Given text:
----
Oregon’s most distinctive choices after Canada are the Netherlands, Britain, France and Norway. Washington’s are Taiwan, Vietnam, American Samoa and Japan.
Ocean Spray closes sauce line
MARKHAM, Wash. — The Ocean Spray cranberry cooperative has closed its sauce-making line at Markham in Grays Harbor County, the Daily World of Aberdeen reported Aug. 16.
The plant processes cranberries growth on the Long Beach Peninsula in Pacific County and the Grayland area that straddles the Pacific-Grays Harbor county line. It produced about 800,000 cases of sauce annually in recent years, but will now focus on the co-op’s Craisin dried-cranberry products.
“Making these changes will allow the Markham facility to focus on its core product, dried cranberries, as well as allowing for investment and expansion in other areas of innovation,” Kellyanne Dignan, Ocean Spray director of global cooperative communications, told the newspaper. “Today this facility produces Craisins — dried cranberries that are sold as far away as Australia and in growth markets like China, making it a very important part of our manufacturing network.”
The Markham facility produces 32 million pounds of dried cranberries a year.
Estuary counties have strong jobs numbers
LONG BEACH and ASTORIA — Pacific County’s jobless rate fell to not-seasonally adjusted 6.2 percent in July, the lowest in any month since August 2007. The total number of jobs in the county was 8,237 in July, up from 7,880 in June and 7,995 in July 2016.
Washington state’s July unemployment rate was 4.5 percent. Washington’s outer coast and its northeast corner remain the areas with highest unemployment. San Juan County had the state’s best jobs picture, with just 3.1 percent looking for work.
Clatsop County’s July jobless rate was 3.8 percent on a seasonally adjusted basis, about the same as in June but better than the 5.0 percent estimate in July 2016. The Oregon Employment Department was retail employment was somewhat weaker than expected.
Oregon July jobless rate was 3.8 percent. As in recent months, this basically meets the economic definition of full employment, with everyone who want to work being able to find a job with little down time.
----
Information supplied:
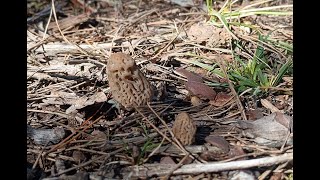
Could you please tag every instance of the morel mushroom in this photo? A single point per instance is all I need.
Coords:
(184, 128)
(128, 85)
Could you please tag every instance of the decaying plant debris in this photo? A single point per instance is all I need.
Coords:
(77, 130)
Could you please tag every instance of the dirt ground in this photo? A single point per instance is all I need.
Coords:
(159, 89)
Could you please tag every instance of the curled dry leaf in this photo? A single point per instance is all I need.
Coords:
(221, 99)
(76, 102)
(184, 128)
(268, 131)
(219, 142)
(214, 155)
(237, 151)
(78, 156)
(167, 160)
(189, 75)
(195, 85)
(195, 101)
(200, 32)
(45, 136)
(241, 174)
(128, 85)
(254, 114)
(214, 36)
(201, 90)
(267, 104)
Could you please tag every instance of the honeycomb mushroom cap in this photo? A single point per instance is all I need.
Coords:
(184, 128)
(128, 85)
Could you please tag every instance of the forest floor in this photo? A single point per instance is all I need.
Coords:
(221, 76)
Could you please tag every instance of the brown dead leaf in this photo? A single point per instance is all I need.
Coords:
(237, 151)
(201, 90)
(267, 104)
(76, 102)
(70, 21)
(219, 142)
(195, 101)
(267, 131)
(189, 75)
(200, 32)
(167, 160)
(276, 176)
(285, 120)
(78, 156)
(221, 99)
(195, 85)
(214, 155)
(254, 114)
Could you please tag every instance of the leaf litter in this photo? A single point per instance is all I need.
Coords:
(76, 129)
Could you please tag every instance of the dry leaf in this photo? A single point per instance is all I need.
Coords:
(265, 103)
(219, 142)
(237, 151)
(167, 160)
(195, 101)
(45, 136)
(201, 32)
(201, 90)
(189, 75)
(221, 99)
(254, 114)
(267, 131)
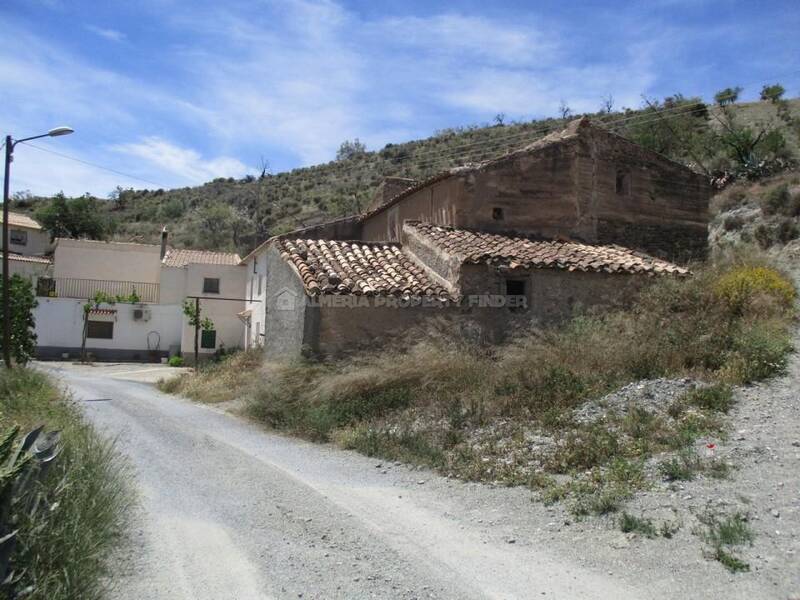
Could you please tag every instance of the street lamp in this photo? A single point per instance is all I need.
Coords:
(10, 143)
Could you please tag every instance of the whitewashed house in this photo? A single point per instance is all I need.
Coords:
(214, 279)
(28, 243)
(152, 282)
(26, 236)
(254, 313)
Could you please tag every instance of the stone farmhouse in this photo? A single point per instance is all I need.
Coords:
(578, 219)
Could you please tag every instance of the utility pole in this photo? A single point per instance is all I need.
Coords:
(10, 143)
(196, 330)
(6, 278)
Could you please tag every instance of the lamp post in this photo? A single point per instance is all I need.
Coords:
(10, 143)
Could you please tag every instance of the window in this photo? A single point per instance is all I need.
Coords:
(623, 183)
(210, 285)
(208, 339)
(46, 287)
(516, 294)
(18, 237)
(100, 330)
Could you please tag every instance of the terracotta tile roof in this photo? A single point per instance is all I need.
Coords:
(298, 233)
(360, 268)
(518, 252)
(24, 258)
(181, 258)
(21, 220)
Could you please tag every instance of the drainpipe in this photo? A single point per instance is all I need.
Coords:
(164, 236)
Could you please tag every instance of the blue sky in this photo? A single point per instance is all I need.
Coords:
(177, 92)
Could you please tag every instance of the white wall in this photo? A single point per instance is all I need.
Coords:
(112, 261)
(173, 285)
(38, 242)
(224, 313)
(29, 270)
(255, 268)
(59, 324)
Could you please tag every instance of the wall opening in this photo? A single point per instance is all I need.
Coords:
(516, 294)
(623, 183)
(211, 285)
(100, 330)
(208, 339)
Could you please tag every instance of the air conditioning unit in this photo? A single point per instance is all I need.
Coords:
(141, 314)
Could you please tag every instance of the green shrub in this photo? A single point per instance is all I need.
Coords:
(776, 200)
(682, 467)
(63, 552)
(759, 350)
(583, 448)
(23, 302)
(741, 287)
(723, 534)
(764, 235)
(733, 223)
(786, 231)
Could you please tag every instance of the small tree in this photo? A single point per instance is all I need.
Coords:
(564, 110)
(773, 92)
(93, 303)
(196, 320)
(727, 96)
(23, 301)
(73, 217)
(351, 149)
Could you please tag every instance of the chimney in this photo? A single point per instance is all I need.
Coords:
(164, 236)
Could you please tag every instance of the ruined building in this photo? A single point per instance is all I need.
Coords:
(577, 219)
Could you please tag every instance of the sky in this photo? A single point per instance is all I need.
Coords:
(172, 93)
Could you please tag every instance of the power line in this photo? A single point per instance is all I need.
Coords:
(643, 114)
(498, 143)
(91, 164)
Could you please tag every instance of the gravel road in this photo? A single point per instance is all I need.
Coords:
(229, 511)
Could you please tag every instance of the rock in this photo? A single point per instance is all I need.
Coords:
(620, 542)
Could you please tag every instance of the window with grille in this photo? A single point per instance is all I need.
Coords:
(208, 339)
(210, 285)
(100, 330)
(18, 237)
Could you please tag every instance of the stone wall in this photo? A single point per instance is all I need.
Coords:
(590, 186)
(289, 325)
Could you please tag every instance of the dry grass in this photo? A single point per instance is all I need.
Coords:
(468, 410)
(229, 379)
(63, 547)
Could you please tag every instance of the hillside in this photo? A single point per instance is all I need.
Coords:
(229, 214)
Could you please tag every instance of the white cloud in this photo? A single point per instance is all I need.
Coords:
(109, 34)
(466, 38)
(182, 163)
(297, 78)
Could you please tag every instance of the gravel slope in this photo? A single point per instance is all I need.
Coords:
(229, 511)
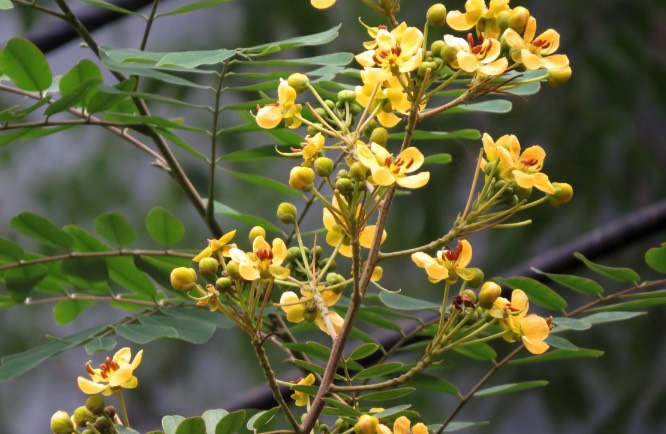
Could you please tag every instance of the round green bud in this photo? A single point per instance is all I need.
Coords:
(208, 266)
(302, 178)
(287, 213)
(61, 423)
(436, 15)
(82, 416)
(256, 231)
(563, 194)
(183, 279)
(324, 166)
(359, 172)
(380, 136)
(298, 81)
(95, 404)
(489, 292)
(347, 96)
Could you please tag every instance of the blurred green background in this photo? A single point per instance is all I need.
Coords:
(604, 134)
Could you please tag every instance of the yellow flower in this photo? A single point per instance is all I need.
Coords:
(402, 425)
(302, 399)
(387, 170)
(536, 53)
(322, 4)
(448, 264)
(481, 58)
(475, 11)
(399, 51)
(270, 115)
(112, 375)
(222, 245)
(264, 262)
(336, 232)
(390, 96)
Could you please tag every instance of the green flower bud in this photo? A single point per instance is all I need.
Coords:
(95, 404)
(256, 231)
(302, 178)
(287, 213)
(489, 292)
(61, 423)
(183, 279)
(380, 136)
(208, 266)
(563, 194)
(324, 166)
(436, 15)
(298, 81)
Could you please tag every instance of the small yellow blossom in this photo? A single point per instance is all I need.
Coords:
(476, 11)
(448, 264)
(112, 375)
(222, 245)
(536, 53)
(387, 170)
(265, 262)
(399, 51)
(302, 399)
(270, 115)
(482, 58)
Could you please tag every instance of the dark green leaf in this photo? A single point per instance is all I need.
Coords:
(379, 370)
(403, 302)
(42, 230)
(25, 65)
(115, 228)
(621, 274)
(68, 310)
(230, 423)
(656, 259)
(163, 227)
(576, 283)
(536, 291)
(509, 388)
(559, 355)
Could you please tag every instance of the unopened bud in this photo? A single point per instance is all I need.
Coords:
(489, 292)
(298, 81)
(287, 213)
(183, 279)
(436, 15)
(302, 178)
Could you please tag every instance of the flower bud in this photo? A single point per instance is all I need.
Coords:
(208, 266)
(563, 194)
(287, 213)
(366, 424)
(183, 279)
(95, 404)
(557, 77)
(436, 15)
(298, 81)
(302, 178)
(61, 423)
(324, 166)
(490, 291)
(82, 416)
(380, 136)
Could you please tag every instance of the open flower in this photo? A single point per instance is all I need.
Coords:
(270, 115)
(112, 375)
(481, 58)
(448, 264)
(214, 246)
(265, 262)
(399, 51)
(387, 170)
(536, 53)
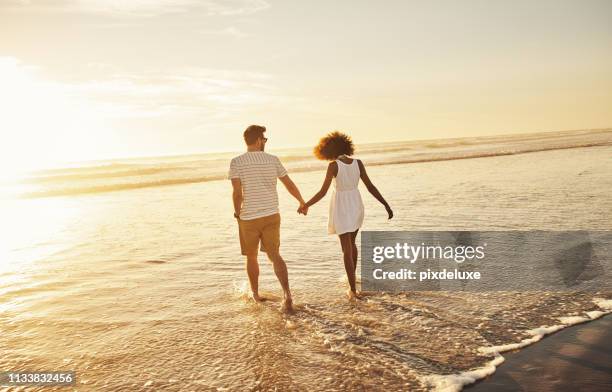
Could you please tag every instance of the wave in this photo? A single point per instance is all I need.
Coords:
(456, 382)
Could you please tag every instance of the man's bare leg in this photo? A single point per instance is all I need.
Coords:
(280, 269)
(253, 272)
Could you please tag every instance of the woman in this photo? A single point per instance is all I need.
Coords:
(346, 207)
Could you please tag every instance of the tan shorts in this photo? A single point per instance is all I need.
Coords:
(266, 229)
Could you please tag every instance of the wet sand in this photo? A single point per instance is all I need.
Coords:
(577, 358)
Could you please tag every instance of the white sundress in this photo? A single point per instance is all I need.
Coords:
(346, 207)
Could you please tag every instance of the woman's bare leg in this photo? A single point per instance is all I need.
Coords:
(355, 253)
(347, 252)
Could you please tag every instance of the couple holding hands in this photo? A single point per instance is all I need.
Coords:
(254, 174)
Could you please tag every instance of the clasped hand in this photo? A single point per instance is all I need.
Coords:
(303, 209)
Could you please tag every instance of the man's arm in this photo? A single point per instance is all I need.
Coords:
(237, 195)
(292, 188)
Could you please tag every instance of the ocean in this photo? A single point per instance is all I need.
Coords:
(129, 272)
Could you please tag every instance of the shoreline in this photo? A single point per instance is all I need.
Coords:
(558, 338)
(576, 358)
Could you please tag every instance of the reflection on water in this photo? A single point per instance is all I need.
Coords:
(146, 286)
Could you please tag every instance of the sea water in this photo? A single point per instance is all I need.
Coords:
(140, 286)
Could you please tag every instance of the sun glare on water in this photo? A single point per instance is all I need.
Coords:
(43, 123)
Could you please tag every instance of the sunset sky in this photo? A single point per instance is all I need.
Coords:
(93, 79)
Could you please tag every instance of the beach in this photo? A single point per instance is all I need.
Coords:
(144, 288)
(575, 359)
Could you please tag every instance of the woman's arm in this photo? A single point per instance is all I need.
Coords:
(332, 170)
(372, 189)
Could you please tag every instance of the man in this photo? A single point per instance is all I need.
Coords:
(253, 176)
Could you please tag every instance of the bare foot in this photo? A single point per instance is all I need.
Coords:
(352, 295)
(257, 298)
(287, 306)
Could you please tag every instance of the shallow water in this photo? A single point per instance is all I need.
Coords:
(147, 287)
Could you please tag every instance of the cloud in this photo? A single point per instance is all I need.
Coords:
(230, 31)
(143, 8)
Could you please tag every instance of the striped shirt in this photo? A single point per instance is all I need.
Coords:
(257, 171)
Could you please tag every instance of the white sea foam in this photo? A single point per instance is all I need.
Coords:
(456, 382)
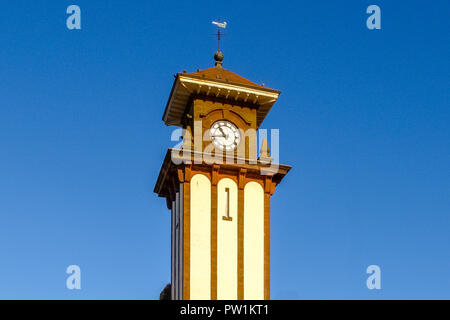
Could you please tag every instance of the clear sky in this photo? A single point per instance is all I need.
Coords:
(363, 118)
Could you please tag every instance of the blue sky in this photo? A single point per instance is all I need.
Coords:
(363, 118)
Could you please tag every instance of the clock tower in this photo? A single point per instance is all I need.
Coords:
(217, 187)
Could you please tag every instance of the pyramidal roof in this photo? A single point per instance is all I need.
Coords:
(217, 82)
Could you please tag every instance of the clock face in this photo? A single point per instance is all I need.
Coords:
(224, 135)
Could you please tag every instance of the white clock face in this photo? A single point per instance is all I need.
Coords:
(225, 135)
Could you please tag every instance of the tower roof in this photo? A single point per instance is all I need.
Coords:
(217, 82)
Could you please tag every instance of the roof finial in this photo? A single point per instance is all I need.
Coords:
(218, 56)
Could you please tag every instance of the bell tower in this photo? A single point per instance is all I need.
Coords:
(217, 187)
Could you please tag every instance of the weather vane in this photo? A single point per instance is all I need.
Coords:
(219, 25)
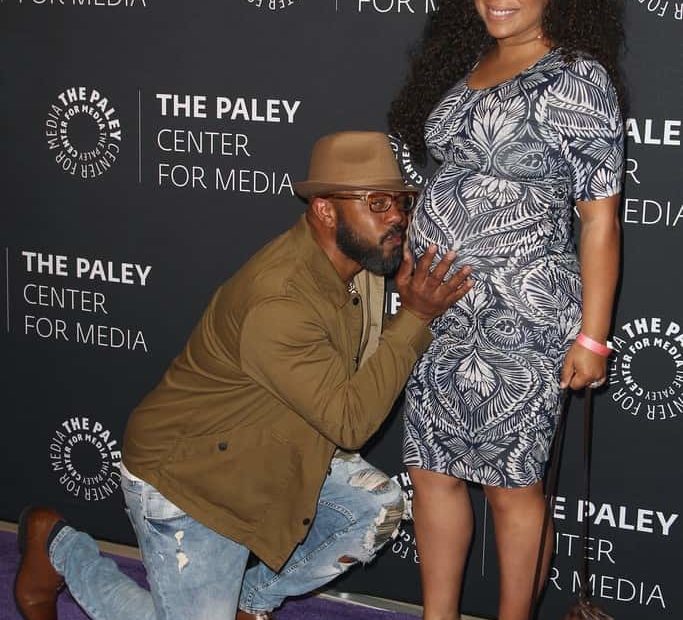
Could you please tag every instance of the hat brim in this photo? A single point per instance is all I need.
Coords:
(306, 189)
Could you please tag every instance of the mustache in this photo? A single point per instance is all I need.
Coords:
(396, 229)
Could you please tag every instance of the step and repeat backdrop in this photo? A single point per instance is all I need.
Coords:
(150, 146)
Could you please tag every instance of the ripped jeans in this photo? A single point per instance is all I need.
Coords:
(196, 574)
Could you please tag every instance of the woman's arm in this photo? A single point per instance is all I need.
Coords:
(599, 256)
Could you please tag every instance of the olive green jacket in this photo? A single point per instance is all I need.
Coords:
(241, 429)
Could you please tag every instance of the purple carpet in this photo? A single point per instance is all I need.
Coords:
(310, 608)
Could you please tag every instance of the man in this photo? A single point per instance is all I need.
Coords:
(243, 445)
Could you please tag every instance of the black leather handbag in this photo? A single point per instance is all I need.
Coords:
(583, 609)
----
What is required: Carry on the regional business news briefs above, starting right after the final paragraph about Oregon's July jobless rate.

Solved exercise:
Clatsop bank reports milestone, new hire
SEASIDE — On Aug. 11 for the first time since opening its doors, Clatsop Community Bank surpassed $90 million in assets and $80 million in deposits.
“This is a major milestone for us, and one that we celebrate in partnership with the communities we serve,” said Joe Schulte, the bank’s president and CEO. “We obviously could not achieve this level of growth without the support of local businesses and community members,” he added.
Clatsop Community Bank opened its Seaside branch in the spring of 2008, and added its Astoria branch less than a year later. It is the only bank locally owned in Clatsop County.
“We’re pleased with our growth over the nine years we’ve been open,” Schulte said. “We adhere to sound lending principles, increase our market share at a sustainable rate, and observe policies that support healthy growth for the long term. We feel that’s in the best interest of our customers, our shareholders and the community,” he added.
In separate news, the bank announced hiring Rebecca “Becky” Buck as vice-president and business development officer based at the Seaside branch.
In her new position, Becky will be responsible for developing commercial loan business as well as managing a portion of the Bank’s current loan portfolio.
“I’ve worked with people from Clatsop Community Bank before — it’s a good group,” Buck said. “And because it’s a smaller bank, I feel like we can actually get things done for customers,” she added.
Sou’wester opens gallery in old trailer
SEAVIEW — The Sou’wester Lodge, 3728 J Place in Seaview, has opened a new art gallery in a classic 1960s Aloha travel trailer made in Aloha, Oregon.
It was rescued from a neglected RV park in the northern part of the Long Beach Peninsula.
“After lots of TLC, it has transformed into a bright and beautiful open space to reflect a traditional gallery. It is now part of our Artist Residency Program and the new non-profit organization, Sou’wester Arts,” the untraditional seaside resort said in a press release.